Nothing but the lines from the one containing "# format: one" through the end of the data below may appear in the response, each one exact.

START Records supplied

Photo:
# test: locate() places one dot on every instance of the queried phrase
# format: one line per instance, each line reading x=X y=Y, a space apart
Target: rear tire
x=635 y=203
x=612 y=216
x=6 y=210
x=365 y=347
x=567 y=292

END Records supplied

Written reply:
# format: one line per instance, each line reading x=X y=Y, a space apart
Target: rear tire
x=635 y=203
x=612 y=216
x=6 y=210
x=365 y=347
x=567 y=292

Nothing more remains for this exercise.